Reproduce exactly the lines from the one containing "of the dining" through the last line of the data, both ends included.

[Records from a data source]
-*-*-

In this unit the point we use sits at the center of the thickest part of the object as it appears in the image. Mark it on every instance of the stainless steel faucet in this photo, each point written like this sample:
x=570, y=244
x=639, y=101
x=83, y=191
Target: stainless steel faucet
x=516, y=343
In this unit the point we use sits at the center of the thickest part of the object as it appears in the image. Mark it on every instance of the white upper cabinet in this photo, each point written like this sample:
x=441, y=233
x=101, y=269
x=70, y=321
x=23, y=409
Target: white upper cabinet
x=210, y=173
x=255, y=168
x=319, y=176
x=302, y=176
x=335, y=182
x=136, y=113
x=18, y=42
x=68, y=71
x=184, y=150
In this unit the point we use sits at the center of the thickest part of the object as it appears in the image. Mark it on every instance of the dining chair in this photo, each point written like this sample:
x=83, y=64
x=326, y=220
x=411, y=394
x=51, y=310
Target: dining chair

-*-*-

(EXERCISE ANSWER)
In this unit the point we use sits at the center of the thickest part of the object as it appears in the image. Mark it on every instance of the dining chair in this photo, each point written like this sample:
x=83, y=64
x=326, y=220
x=411, y=394
x=51, y=310
Target: dining chair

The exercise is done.